**QUELLENAUSZUG**.
------------------------------------

Ein Grund dafür ist das vielerorts miserable oder mittelmässige Schulwesen. Bei einer vergleichenden OECD-Studie unter 33 Nationen lagen US-Schüler bei Naturwissenschaften an 22., bei Mathematik sogar an 27. Stelle. «Wir treten auf der Stelle, während uns andere Länder überholt haben», warnte Bildungsminister Arne Duncan neulich. Vorzeitige Schulabgänger sind ebenso ein amerikanisches Problem wie heruntergekommene Schulgebäude, schlecht qualifizierte Lehrer sowie Lehrergewerkschaften, die sich hartnäckig gegen Reformen sperren.

Neue Auswertungen des sogenannten Torrance-Tests ergaben überdies, dass die Kreativität amerikanischer Kinder seit 1990 stetig sinkt. «Die Abnahme ist signifikant», befand die Psychologin Kyung Hee Kim vom College of William and Mary nach der Analyse von 300'000 Testergebnissen. Besonders stark ist die Abnahme bei jüngeren Kindern von der ersten bis zur sechsten Klasse.

Demokratie «Das amerikanische Modell ist wegweisend!»

Liberale Demokratie und offene Märkte bescherten den Amerikanern stets eine bessere Zukunft. Damit könnte es jetzt vorbei sein, nicht zuletzt deshalb, weil der seit Ronald Reagan vorherrschende Marktfundamentalismus schwere Krisen verursacht hat. Der Ruf des amerikanischen Modells ist spätestens seit der Finanzkrise 2007 angekratzt.

Die amerikanische Tragik zu Beginn des 21. Jahrhunderts sei eine «vitale und sich selbst erneuernde Kultur», der ein Regierungssystem gegenüberstehe, das zusehends «ein Witz» sei, klagt der renommierte Publizist James Fallows und erinnert sich an seine Kindheit im Kalifornien der 50er- und 60er-Jahre, als die Autobahnen «neu und schön waren – wie die neuen Strassen, die China jetzt baut».

------------------------------------

**AUFGABE 1**. Können Sie den Absatz des Quellenauszugs, der mit „Ein Grund dafür ist“ beginnt, als kurze Stichpunktliste wiedergeben, ohne seine wesentlichen Fakten zu verlieren?
**AUFGABE 2**. Geben Sie aus dem Quellenauszug wortgetreu den Abschnitt aus, der mit den Worten „Liberale Demokratie und“ einsetzt und mit „Finanzkrise 2007 angekratzt.“ schließt.
Die Zeilen unten stehen in keinem Zusammenhang mit dem Quellenauszug.

**BEREITGESTELLTE ZEILEN**.

------------------------------------

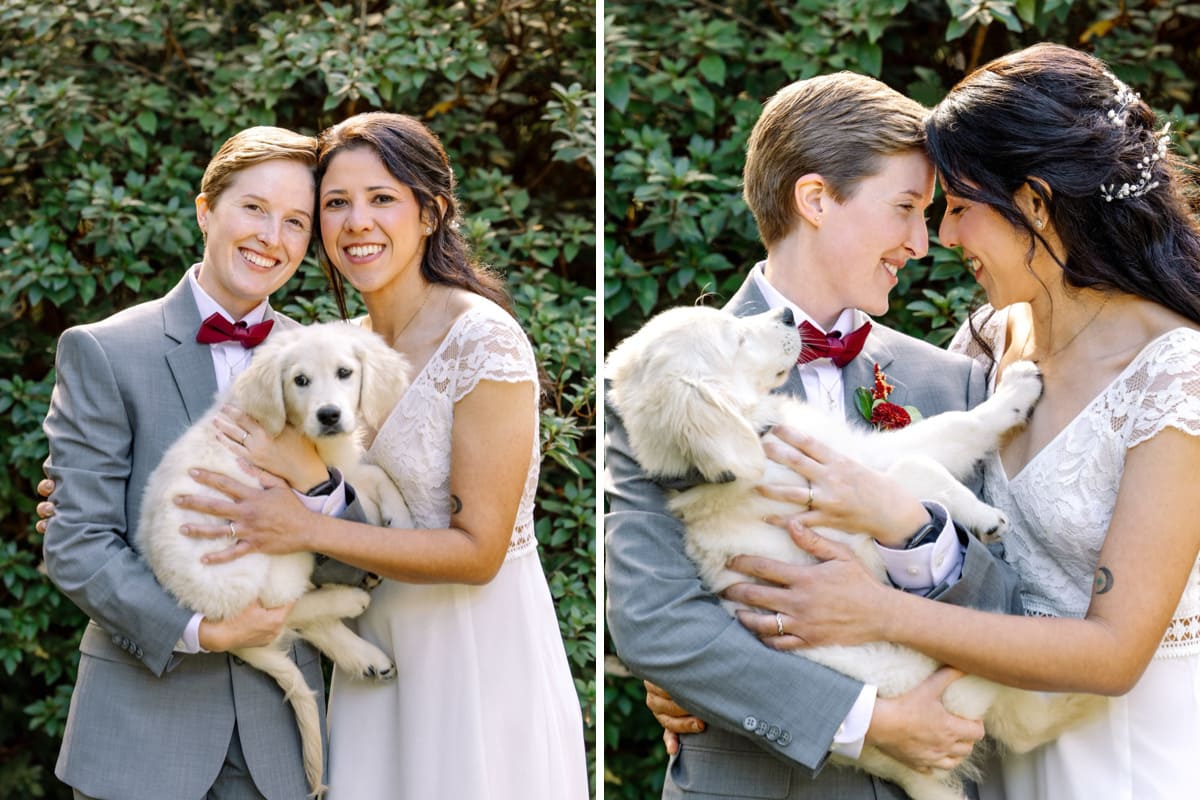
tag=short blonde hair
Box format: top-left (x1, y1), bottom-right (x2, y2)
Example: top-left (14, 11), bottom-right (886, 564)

------------------------------------

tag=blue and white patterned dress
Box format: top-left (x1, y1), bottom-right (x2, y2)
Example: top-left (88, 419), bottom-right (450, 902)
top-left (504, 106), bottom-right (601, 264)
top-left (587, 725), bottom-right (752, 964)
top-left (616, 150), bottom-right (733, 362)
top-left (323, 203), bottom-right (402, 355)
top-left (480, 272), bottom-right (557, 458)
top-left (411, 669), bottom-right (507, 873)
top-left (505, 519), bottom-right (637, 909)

------------------------------------

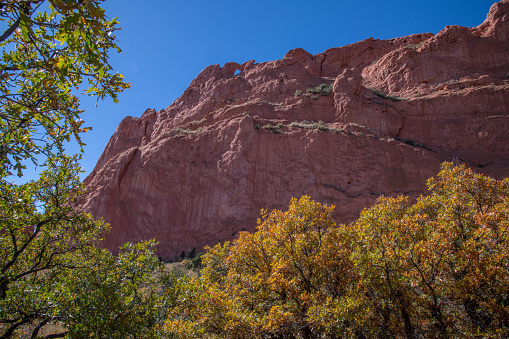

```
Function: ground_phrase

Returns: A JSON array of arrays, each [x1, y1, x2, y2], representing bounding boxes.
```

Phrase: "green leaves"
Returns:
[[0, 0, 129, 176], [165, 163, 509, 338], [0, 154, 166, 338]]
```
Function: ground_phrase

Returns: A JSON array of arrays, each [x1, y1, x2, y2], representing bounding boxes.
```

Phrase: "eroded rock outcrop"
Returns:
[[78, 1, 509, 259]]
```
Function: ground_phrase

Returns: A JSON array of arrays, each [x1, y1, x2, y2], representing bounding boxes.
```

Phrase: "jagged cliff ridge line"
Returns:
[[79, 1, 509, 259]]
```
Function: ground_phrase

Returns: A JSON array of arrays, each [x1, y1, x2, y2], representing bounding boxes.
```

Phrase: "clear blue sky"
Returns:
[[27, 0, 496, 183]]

------------------------------------

**ANTWORT 1**.
- Ein Grund: vielerorts miserables oder mittelmäßiges Schulwesen
- OECD-Vergleichsstudie unter 33 Nationen: US-Schüler in Naturwissenschaften auf Platz 22, in Mathematik auf Platz 27
- Bildungsminister Arne Duncan warnte, die USA träten auf der Stelle, während andere Länder sie überholt hätten.
- Weitere Probleme: vorzeitige Schulabgänger, heruntergekommene Schulgebäude, schlecht qualifizierte Lehrer, Lehrergewerkschaften, die sich Reformen widersetzen

**ANTWORT 2**.
Liberale Demokratie und offene Märkte bescherten den Amerikanern stets eine bessere Zukunft. Damit könnte es jetzt vorbei sein, nicht zuletzt deshalb, weil der seit Ronald Reagan vorherrschende Marktfundamentalismus schwere Krisen verursacht hat. Der Ruf des amerikanischen Modells ist spätestens seit der Finanzkrise 2007 angekratzt.